[Referring expression data]
▼
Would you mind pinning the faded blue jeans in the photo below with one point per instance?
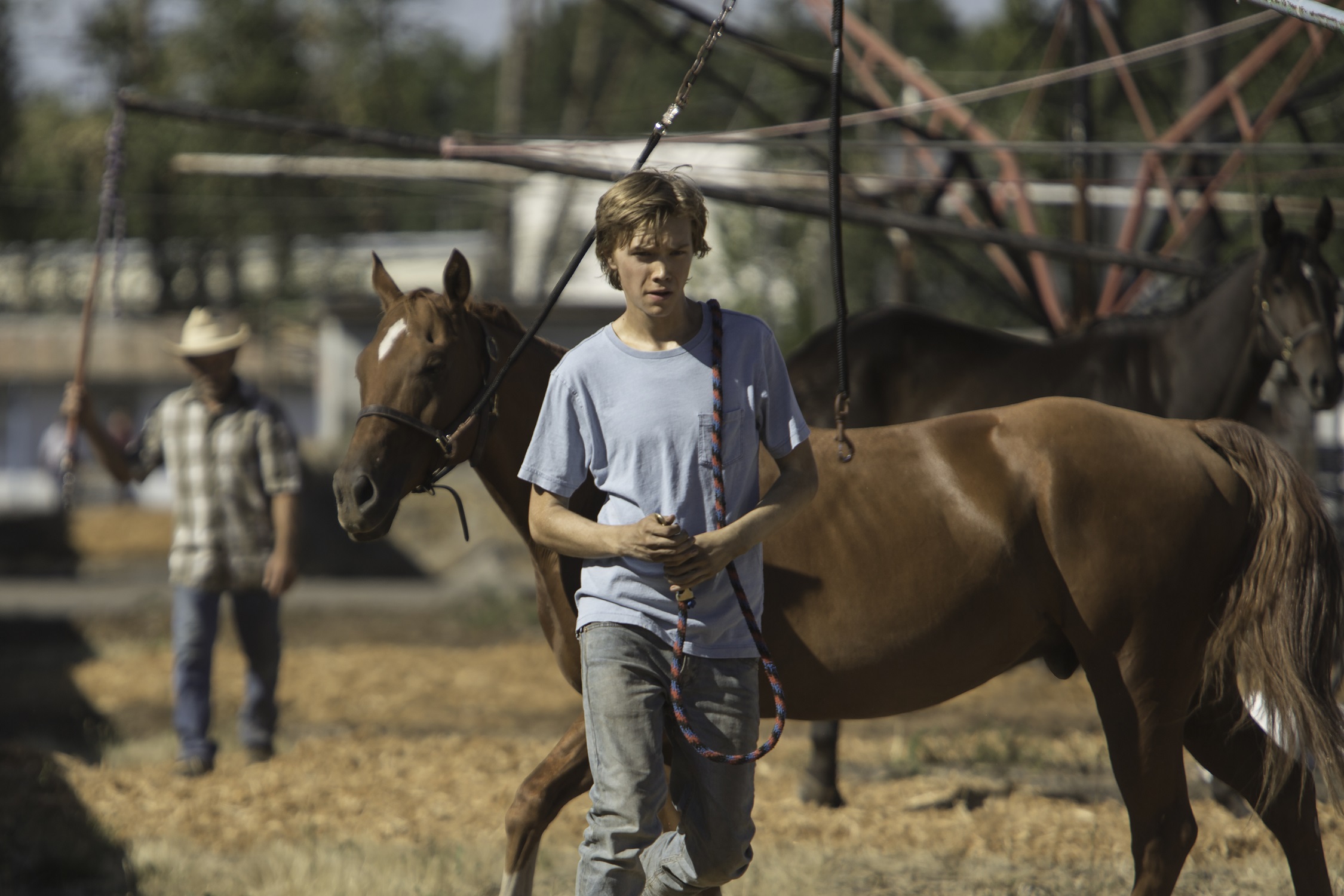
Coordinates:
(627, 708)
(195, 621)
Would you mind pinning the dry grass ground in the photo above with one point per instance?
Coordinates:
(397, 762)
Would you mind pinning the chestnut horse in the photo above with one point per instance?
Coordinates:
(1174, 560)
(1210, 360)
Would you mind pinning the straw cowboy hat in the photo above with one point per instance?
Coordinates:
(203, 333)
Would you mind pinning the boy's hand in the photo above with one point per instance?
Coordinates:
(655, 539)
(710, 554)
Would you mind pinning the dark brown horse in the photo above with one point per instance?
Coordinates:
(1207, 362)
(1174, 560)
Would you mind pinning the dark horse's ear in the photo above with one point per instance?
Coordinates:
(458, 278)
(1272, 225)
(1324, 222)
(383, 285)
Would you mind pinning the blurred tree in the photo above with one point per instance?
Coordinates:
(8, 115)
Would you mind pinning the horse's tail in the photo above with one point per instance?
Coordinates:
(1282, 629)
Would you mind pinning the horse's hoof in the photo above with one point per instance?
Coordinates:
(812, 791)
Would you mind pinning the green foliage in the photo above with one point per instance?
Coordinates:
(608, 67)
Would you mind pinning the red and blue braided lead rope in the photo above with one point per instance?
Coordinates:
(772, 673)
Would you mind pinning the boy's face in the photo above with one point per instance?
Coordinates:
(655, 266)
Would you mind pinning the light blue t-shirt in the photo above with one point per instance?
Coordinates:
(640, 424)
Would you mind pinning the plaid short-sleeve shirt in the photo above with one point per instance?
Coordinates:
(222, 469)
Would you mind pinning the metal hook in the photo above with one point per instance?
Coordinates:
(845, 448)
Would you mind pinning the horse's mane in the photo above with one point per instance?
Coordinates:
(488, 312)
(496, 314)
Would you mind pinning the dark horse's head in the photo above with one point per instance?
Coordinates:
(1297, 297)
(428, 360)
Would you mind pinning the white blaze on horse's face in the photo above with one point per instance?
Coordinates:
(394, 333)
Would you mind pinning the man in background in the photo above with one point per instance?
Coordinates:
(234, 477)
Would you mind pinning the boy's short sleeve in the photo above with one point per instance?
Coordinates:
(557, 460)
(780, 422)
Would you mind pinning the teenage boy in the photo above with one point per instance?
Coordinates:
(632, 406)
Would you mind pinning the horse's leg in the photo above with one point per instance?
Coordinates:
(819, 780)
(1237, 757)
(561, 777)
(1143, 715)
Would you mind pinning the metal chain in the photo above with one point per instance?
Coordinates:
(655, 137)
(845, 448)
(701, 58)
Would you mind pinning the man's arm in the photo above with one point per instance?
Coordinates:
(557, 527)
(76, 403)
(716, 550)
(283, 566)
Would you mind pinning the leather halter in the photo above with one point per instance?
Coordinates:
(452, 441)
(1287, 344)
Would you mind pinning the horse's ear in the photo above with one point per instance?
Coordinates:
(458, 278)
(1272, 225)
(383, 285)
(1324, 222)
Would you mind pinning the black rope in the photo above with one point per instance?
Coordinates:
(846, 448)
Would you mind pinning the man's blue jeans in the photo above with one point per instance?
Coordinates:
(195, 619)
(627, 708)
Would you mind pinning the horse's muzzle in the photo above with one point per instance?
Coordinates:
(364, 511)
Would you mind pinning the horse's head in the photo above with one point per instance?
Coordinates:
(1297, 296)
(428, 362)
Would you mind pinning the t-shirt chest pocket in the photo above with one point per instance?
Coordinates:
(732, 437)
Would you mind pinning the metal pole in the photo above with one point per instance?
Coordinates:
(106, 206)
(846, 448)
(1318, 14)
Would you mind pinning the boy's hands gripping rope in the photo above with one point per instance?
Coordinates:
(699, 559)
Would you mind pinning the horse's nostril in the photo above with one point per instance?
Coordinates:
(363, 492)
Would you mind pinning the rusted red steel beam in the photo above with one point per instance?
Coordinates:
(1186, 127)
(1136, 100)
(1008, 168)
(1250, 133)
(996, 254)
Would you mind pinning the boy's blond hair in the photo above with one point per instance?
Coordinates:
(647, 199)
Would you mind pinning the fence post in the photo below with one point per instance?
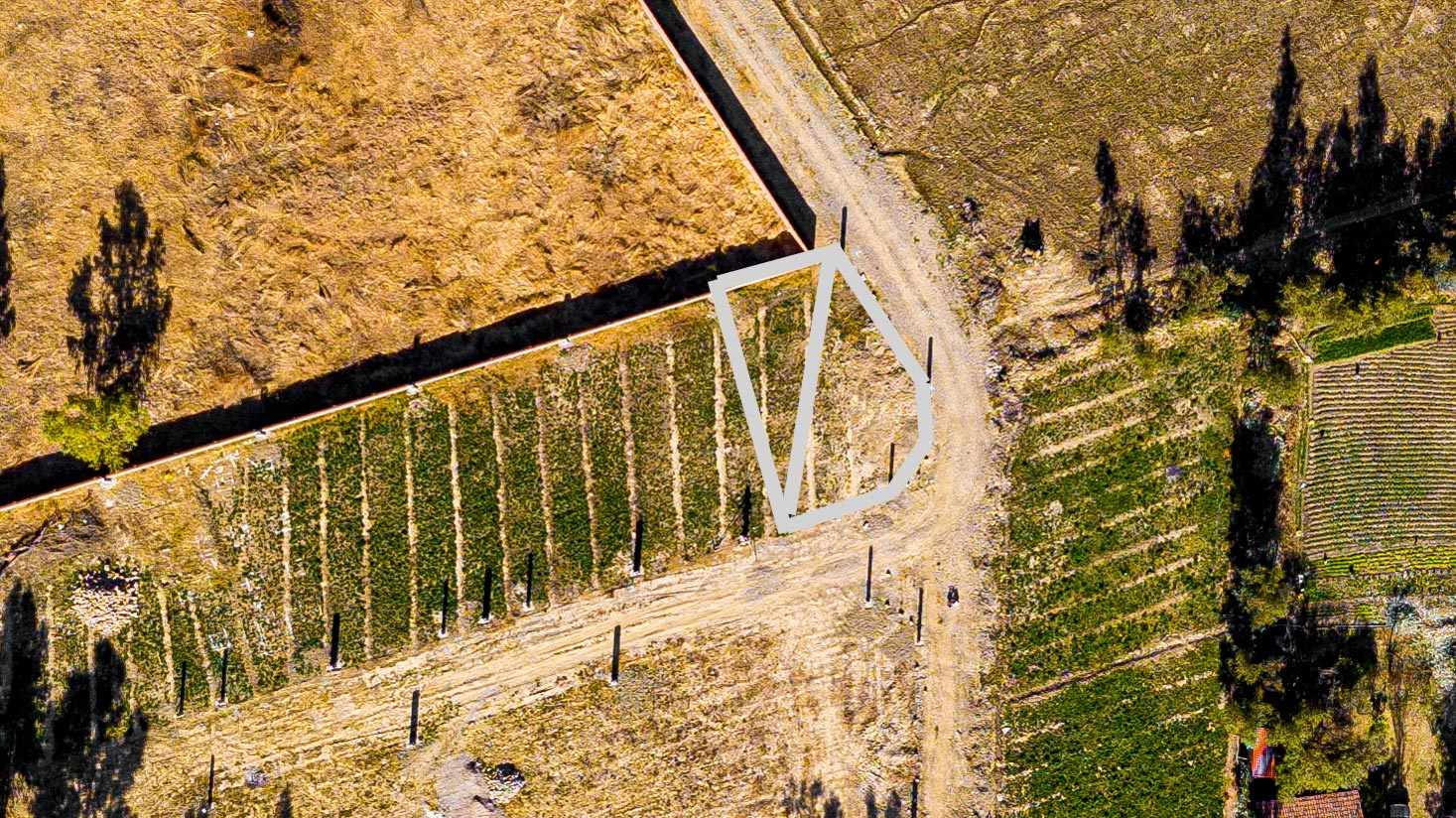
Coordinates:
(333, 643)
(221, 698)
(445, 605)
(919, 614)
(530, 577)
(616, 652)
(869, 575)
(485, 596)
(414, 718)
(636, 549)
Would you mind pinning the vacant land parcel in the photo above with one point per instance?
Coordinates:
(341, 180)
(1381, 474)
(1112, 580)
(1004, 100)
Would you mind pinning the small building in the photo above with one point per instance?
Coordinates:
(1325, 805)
▲
**EXERCISE DIRECTIONS:** In the answer, the entries should be restated verbatim, with all pictures omitted.

**COMPLETED EXERCISE:**
Would you mind pinning the faded blue jeans in the photo below with one point per instance?
Coordinates:
(627, 708)
(195, 621)
Would you mind pinning the dry grass ground in the photo above with one point per instance?
Coordinates:
(397, 762)
Would you mind pinning the chestnut horse in the photo above with one point per instance?
Coordinates:
(1174, 560)
(1210, 360)
Would you mind pinning the straw cowboy hat in the photo above with one point per instance?
Coordinates:
(203, 333)
Would you mind pinning the boy's hand in the photo above with one point per instance?
Coordinates:
(655, 539)
(710, 554)
Would you mind pinning the dark brown horse in the photo above with one point per instance?
Coordinates:
(1207, 362)
(1174, 560)
Would you mind pinning the dark horse's ear in the photo above with one point per instance?
Coordinates:
(458, 278)
(1272, 225)
(1324, 222)
(383, 285)
Would you mind pinning the blurred tree in the photo above with one point per instance?
Coordinates:
(8, 115)
Would you mind pinning the horse's tail in the photo above with one point per instance?
Coordinates:
(1282, 629)
Would you mind pinning the horse's hoof in the photo above with one point per instance?
Coordinates:
(812, 791)
Would you mind pinning the green foliage in the photo above with one point per instance?
Coordinates:
(608, 67)
Would you mind pinning the red and blue braided lead rope in the photo above with one point per instance?
Coordinates:
(772, 673)
Would you mind pinning the boy's face in the photo above with one point per instance?
Coordinates:
(655, 266)
Would you mind pinning the light blue t-shirt in the photo above with one point per instance?
Coordinates:
(640, 424)
Would you mind pinning the plaid short-sleeve shirt in the photo above with one point per instance?
Coordinates:
(222, 469)
Would you mind pinning the metal hook in the photo above with one point per instance?
Coordinates:
(845, 448)
Would you mind pinning the horse's mane in the photo above with one point per instance?
Coordinates:
(488, 312)
(496, 314)
Would you mind pinning the dark horse's head in the photo above with one point per instance?
Coordinates:
(1297, 297)
(428, 360)
Would you mind pinning the white blaze on horse's face in the photo above with one point per instance?
Coordinates:
(394, 333)
Would you mind pinning the man in background in the photo above with one point per instance?
Coordinates:
(234, 477)
Would you mind pinning the boy's short sleeve in the photo above with one point per instance?
Coordinates:
(557, 460)
(780, 422)
Would you mind pinning the teenage boy in the photo above with one point per instance?
Coordinates:
(632, 406)
Would you mind pinning the horse's leg in the photo above with one point per instance?
Coordinates:
(819, 780)
(1237, 757)
(561, 777)
(1143, 715)
Would you mind pinning the metal chain in the photo above with one point per instance?
Coordinates:
(655, 137)
(845, 448)
(701, 58)
Would you mind pinning the man's arm in the photo above with one point per instance?
Coordinates:
(557, 527)
(76, 403)
(716, 550)
(283, 566)
Would you mind pinning the leather halter in the photo above with one point per instance?
Coordinates:
(452, 441)
(1287, 344)
Would you mind pinning the horse's ear in the photo above with one point per instance?
Coordinates:
(458, 278)
(1272, 225)
(383, 285)
(1324, 222)
Would you mind pinning the black rope in the photo above with one point per instance?
Coordinates:
(846, 448)
Would you mind pinning the man's blue jeans in the photo above with one point per instance?
Coordinates:
(195, 619)
(627, 708)
Would you mind pinning the horse's muzzle in the photo above with one point per instance?
Coordinates:
(364, 511)
Would you mind pinning the horse's head in the photo above with one point per instance?
Coordinates:
(1297, 296)
(428, 362)
Would you mind pinning the t-shirt chest pocket in the photo above with one point per instance?
Coordinates:
(732, 437)
Would you mind pinning the metal pole in the photo above with one point per instance?
Coordinates:
(106, 206)
(846, 448)
(1318, 14)
Would you mind pinning the boy's hands gripping rope in the photo above with one point per instance?
Coordinates:
(699, 559)
Would you mind pinning the horse's nostril in the photo above with one point per instance?
Coordinates:
(363, 492)
Would you mind pinning the rusted red steel beam in the photo above with one point per instance?
Coordinates:
(1186, 127)
(1136, 100)
(1008, 168)
(1250, 133)
(996, 254)
Would you mind pinning the boy's blond hair in the photo above with one point per instance?
Coordinates:
(647, 199)
Would you mind pinning the fence post in the photo below with one point per instance?
Coordinates:
(333, 643)
(221, 698)
(445, 605)
(919, 614)
(530, 577)
(616, 652)
(869, 575)
(485, 596)
(414, 718)
(636, 549)
Would you mind pinning the vacant land parcel in the photo above with one point per instance?
Coordinates:
(341, 180)
(1381, 474)
(1112, 580)
(1004, 100)
Would you mind pinning the small building in the photo above with one point per instance?
Coordinates:
(1325, 805)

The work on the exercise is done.